● **Task goal**: Write out exactly the lines from the one with "[pin] boy's hand -- one per line" through the last line. Pictures stay out.

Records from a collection
* * * * *
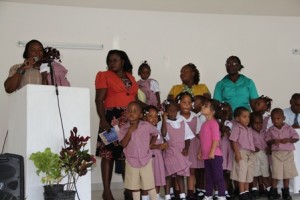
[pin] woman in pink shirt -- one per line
(210, 151)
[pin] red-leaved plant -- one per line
(76, 160)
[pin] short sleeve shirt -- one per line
(138, 151)
(199, 89)
(243, 136)
(118, 95)
(285, 132)
(31, 76)
(236, 94)
(209, 132)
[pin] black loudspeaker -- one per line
(11, 177)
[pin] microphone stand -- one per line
(52, 75)
(51, 71)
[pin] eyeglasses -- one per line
(232, 64)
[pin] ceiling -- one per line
(236, 7)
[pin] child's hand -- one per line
(165, 116)
(295, 126)
(114, 121)
(132, 127)
(185, 152)
(285, 140)
(163, 146)
(257, 149)
(199, 155)
(211, 155)
(116, 143)
(238, 157)
(277, 142)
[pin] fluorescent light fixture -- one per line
(67, 45)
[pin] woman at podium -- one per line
(36, 68)
(115, 88)
(29, 71)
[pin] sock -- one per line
(145, 197)
(152, 194)
(167, 197)
(182, 195)
(190, 193)
(171, 190)
(177, 193)
(136, 195)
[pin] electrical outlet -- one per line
(296, 51)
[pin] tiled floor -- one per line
(118, 194)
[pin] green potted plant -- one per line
(49, 167)
(76, 160)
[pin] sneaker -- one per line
(228, 197)
(254, 193)
(273, 194)
(200, 195)
(191, 197)
(243, 196)
(215, 197)
(286, 194)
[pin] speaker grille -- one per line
(11, 177)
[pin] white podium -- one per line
(34, 124)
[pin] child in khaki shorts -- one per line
(136, 138)
(243, 146)
(281, 137)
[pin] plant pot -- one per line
(53, 189)
(64, 195)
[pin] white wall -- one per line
(166, 40)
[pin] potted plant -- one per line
(76, 160)
(49, 167)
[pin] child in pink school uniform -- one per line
(243, 146)
(136, 137)
(185, 100)
(151, 116)
(199, 172)
(261, 167)
(149, 86)
(225, 118)
(177, 134)
(282, 138)
(210, 151)
(263, 105)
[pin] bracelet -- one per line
(21, 71)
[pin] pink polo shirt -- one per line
(259, 139)
(138, 151)
(209, 132)
(243, 136)
(285, 132)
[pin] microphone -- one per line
(48, 60)
(35, 59)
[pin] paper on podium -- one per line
(109, 137)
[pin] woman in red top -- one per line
(115, 88)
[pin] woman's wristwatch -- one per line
(21, 71)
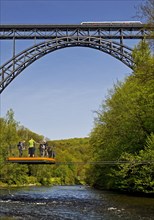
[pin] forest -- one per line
(123, 132)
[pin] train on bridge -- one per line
(110, 23)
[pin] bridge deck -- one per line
(31, 160)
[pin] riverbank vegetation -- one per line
(67, 151)
(124, 131)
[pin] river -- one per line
(72, 203)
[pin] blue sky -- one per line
(57, 95)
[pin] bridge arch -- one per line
(16, 65)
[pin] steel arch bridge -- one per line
(105, 38)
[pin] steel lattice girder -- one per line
(15, 66)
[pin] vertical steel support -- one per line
(121, 41)
(14, 51)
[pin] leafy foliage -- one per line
(123, 129)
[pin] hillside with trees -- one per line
(124, 131)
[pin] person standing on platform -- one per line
(31, 149)
(20, 148)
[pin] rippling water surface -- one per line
(72, 202)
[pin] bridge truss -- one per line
(106, 38)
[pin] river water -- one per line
(72, 202)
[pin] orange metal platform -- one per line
(31, 160)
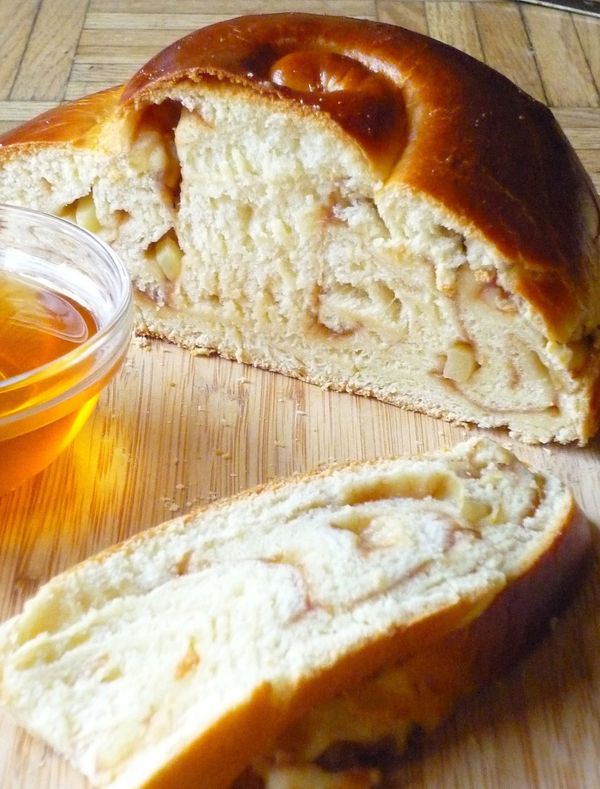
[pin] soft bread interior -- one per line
(258, 229)
(145, 659)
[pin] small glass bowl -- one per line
(43, 409)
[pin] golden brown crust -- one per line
(488, 153)
(489, 635)
(78, 121)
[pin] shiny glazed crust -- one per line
(431, 119)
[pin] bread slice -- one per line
(345, 202)
(191, 653)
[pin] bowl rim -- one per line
(92, 344)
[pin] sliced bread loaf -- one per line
(345, 202)
(183, 656)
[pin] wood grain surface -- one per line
(174, 430)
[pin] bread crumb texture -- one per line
(125, 660)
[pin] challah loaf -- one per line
(345, 202)
(231, 643)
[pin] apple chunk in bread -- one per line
(348, 203)
(258, 635)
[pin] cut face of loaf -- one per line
(347, 203)
(180, 657)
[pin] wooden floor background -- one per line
(55, 50)
(173, 430)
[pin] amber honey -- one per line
(38, 415)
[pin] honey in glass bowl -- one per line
(65, 325)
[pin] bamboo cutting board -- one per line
(174, 430)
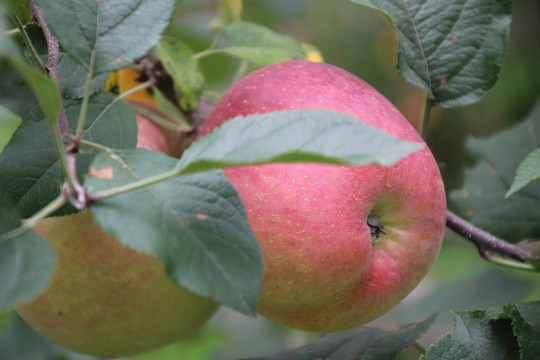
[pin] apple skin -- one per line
(105, 299)
(324, 271)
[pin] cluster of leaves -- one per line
(451, 50)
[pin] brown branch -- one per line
(484, 240)
(53, 58)
(72, 187)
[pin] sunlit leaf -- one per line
(452, 49)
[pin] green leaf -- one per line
(113, 32)
(21, 342)
(476, 337)
(478, 291)
(20, 98)
(8, 124)
(482, 198)
(31, 174)
(43, 86)
(295, 136)
(452, 49)
(196, 225)
(26, 261)
(180, 63)
(360, 343)
(256, 44)
(229, 12)
(526, 325)
(72, 76)
(528, 171)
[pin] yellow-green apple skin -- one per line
(105, 299)
(325, 268)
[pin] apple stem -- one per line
(485, 241)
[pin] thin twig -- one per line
(484, 240)
(53, 58)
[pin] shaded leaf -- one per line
(72, 77)
(452, 49)
(114, 33)
(20, 98)
(526, 325)
(295, 136)
(196, 223)
(31, 174)
(21, 342)
(480, 291)
(476, 337)
(256, 44)
(180, 63)
(482, 199)
(26, 261)
(8, 124)
(528, 171)
(361, 343)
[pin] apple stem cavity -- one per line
(375, 227)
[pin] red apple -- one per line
(341, 244)
(105, 299)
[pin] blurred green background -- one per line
(361, 41)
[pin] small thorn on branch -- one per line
(484, 240)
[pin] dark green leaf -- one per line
(21, 342)
(528, 171)
(72, 76)
(195, 224)
(26, 261)
(480, 291)
(257, 44)
(43, 86)
(114, 33)
(361, 343)
(526, 326)
(31, 174)
(8, 124)
(452, 49)
(482, 199)
(20, 98)
(295, 136)
(180, 63)
(476, 337)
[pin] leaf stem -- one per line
(425, 118)
(86, 98)
(30, 222)
(486, 241)
(100, 195)
(53, 57)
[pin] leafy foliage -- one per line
(180, 63)
(107, 35)
(361, 343)
(256, 44)
(26, 261)
(453, 50)
(196, 225)
(295, 136)
(29, 164)
(477, 336)
(482, 199)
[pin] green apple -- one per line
(105, 299)
(341, 244)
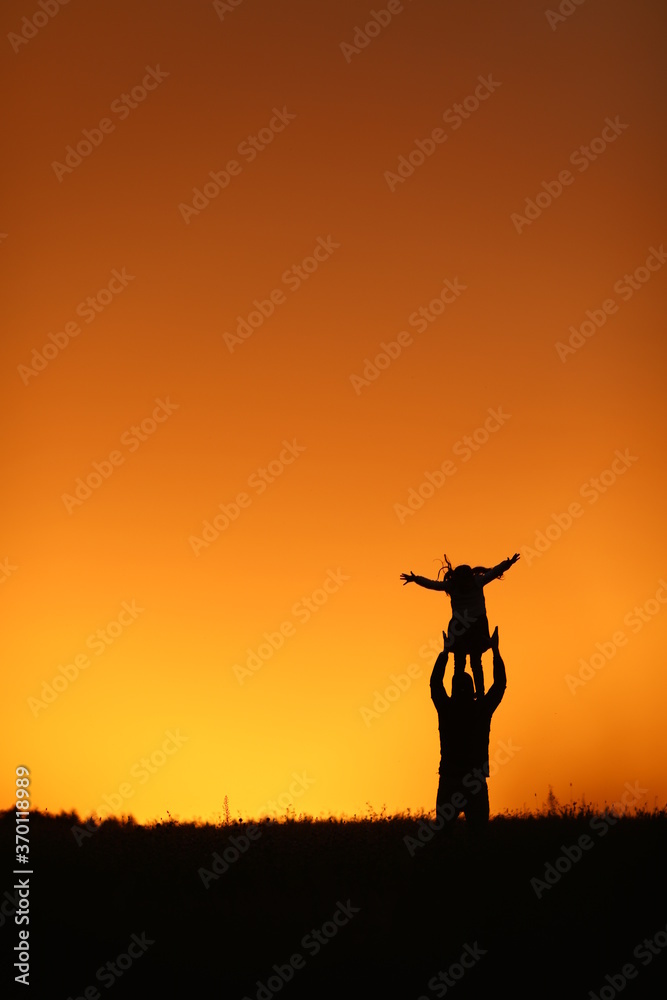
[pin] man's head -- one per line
(463, 689)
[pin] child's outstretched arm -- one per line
(498, 570)
(424, 582)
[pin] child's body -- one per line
(468, 629)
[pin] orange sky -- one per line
(453, 194)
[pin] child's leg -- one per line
(459, 662)
(477, 673)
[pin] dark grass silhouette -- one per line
(418, 908)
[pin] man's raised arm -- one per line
(493, 574)
(497, 690)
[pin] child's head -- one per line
(461, 577)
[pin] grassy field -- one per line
(560, 904)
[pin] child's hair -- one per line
(462, 575)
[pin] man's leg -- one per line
(476, 810)
(445, 812)
(477, 673)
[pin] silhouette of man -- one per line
(464, 723)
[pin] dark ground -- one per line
(404, 919)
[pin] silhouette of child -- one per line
(468, 629)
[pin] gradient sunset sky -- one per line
(421, 310)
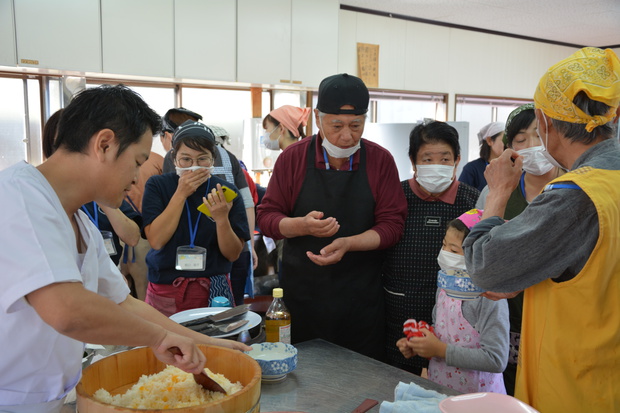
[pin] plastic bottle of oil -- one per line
(278, 319)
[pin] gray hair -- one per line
(577, 132)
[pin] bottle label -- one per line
(285, 334)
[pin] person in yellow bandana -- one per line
(565, 245)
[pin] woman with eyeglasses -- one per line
(192, 252)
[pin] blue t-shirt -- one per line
(104, 224)
(161, 263)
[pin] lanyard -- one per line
(194, 231)
(523, 185)
(135, 208)
(327, 161)
(94, 220)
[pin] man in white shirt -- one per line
(59, 287)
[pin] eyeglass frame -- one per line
(206, 158)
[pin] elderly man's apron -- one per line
(343, 302)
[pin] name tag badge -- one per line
(108, 241)
(432, 221)
(191, 259)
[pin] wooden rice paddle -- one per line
(205, 381)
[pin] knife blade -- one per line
(226, 328)
(222, 316)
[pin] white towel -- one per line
(413, 398)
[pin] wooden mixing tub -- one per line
(118, 372)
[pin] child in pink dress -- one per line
(469, 350)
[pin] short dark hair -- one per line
(521, 121)
(50, 131)
(577, 132)
(117, 108)
(195, 142)
(433, 132)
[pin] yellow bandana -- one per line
(593, 70)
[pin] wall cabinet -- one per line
(61, 34)
(205, 39)
(292, 42)
(138, 37)
(8, 55)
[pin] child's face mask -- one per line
(450, 261)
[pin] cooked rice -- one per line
(169, 389)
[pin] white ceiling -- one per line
(572, 22)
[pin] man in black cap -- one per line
(336, 200)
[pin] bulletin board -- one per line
(368, 63)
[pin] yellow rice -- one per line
(169, 389)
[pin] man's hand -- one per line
(315, 225)
(192, 359)
(332, 253)
(502, 175)
(504, 172)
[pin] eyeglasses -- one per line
(186, 162)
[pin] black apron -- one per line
(343, 302)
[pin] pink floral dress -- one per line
(452, 328)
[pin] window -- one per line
(480, 111)
(20, 121)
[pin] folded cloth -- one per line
(413, 398)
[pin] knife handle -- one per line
(365, 406)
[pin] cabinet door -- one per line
(264, 41)
(314, 41)
(138, 37)
(7, 34)
(62, 34)
(205, 39)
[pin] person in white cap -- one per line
(491, 146)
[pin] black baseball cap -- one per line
(192, 128)
(343, 89)
(168, 125)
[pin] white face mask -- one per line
(181, 171)
(333, 150)
(545, 152)
(434, 178)
(534, 161)
(450, 261)
(271, 144)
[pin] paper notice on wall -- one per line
(368, 63)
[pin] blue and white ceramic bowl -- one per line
(275, 359)
(457, 284)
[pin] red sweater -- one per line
(288, 177)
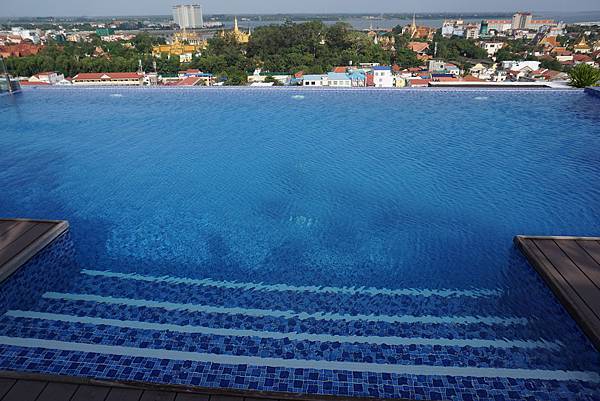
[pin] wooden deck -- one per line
(17, 386)
(20, 239)
(571, 267)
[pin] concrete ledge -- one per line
(594, 91)
(23, 250)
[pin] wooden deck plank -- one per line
(155, 395)
(90, 393)
(5, 385)
(58, 392)
(582, 259)
(24, 240)
(584, 287)
(9, 251)
(25, 390)
(592, 248)
(578, 294)
(191, 397)
(15, 232)
(7, 225)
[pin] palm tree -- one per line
(583, 75)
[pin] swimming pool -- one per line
(326, 242)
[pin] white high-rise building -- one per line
(188, 16)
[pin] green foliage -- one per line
(454, 48)
(312, 47)
(583, 75)
(505, 54)
(72, 58)
(270, 79)
(406, 58)
(551, 64)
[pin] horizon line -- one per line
(3, 18)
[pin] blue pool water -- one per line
(326, 242)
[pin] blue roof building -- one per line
(339, 79)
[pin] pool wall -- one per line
(49, 268)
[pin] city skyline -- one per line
(35, 8)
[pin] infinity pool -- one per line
(310, 241)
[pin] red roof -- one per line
(584, 58)
(445, 79)
(471, 78)
(107, 75)
(419, 82)
(418, 47)
(27, 83)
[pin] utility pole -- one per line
(9, 86)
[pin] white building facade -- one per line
(382, 77)
(188, 16)
(315, 80)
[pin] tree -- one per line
(551, 64)
(583, 75)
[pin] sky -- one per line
(15, 8)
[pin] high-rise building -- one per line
(188, 16)
(521, 20)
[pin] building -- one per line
(200, 78)
(453, 28)
(520, 65)
(418, 32)
(358, 77)
(582, 47)
(109, 79)
(105, 32)
(238, 36)
(525, 21)
(498, 25)
(188, 16)
(521, 20)
(472, 31)
(441, 67)
(382, 77)
(185, 52)
(338, 80)
(258, 76)
(314, 80)
(195, 81)
(50, 78)
(190, 38)
(492, 47)
(20, 50)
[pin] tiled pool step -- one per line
(113, 285)
(536, 374)
(287, 314)
(369, 291)
(295, 336)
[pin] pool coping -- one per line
(572, 271)
(58, 227)
(209, 392)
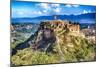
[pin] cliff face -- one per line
(48, 34)
(57, 42)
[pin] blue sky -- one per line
(32, 9)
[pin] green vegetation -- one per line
(67, 48)
(83, 50)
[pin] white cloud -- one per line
(68, 5)
(44, 11)
(86, 11)
(55, 5)
(44, 5)
(75, 5)
(39, 12)
(57, 10)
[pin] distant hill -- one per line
(83, 18)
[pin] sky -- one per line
(22, 9)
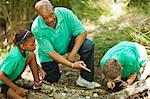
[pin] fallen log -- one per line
(137, 87)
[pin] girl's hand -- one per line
(42, 73)
(111, 84)
(21, 91)
(80, 65)
(71, 57)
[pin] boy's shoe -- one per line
(37, 86)
(84, 83)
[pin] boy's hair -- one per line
(21, 36)
(112, 68)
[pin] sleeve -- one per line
(74, 23)
(42, 41)
(134, 66)
(9, 65)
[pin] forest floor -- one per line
(66, 87)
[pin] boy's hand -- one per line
(80, 65)
(21, 91)
(111, 84)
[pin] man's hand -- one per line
(42, 72)
(111, 84)
(80, 65)
(71, 57)
(21, 91)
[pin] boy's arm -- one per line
(131, 78)
(14, 87)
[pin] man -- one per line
(59, 31)
(123, 62)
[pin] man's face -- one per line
(49, 18)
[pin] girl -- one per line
(14, 63)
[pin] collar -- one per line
(59, 17)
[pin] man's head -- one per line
(45, 9)
(112, 69)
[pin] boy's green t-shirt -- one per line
(13, 64)
(131, 56)
(50, 39)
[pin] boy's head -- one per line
(25, 40)
(112, 69)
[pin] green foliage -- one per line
(17, 14)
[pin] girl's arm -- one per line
(18, 90)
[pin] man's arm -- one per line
(60, 59)
(17, 89)
(78, 42)
(131, 78)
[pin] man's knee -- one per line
(88, 46)
(53, 78)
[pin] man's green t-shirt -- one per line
(131, 56)
(13, 64)
(50, 39)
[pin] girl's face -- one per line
(29, 44)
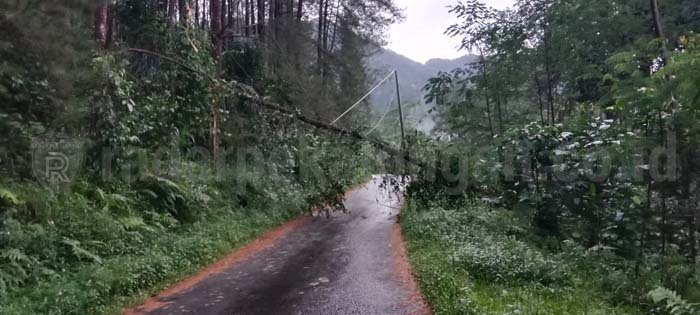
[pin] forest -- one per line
(570, 162)
(142, 140)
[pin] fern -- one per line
(9, 199)
(675, 304)
(80, 252)
(14, 266)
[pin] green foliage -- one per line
(673, 302)
(474, 259)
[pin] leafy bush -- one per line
(474, 259)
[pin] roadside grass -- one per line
(84, 249)
(470, 261)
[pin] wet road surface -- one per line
(347, 264)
* * * * *
● **Solution for this task**:
[pin] boy's hand -- one per line
(80, 65)
(21, 91)
(111, 84)
[pin] man's hand -- one per line
(42, 72)
(111, 84)
(80, 65)
(71, 57)
(21, 91)
[pin] boy's arm -- one per line
(131, 78)
(14, 87)
[pin] man -- one per line
(59, 31)
(123, 62)
[pin] man's face -- one per line
(49, 18)
[pin] girl -- one per line
(14, 63)
[pin] collar -- one per line
(59, 17)
[pin] man's head -- one per line
(45, 9)
(112, 69)
[pin] boy's green t-shirt -- one per line
(13, 64)
(131, 56)
(50, 39)
[pin] boy's head -- one per line
(25, 40)
(112, 69)
[pin] green foliage -- one per line
(17, 14)
[pin] girl's arm -- one per line
(18, 90)
[pin] man's arm -- one per line
(60, 59)
(17, 89)
(78, 42)
(131, 78)
[pin] man's knee -- one per line
(88, 46)
(53, 78)
[pin] man's green t-shirt -- one per line
(131, 56)
(13, 64)
(50, 39)
[pin] girl's face -- one per line
(29, 44)
[pin] forest -- one per line
(570, 162)
(142, 140)
[pin] fern -- one per line
(9, 199)
(675, 304)
(80, 252)
(14, 266)
[pin] green foliage -- one per line
(673, 302)
(474, 259)
[pin] leafy bush -- one per line
(474, 259)
[pin] roadside grass -- one per line
(84, 249)
(470, 261)
[pin] wet road surface -- one per line
(347, 264)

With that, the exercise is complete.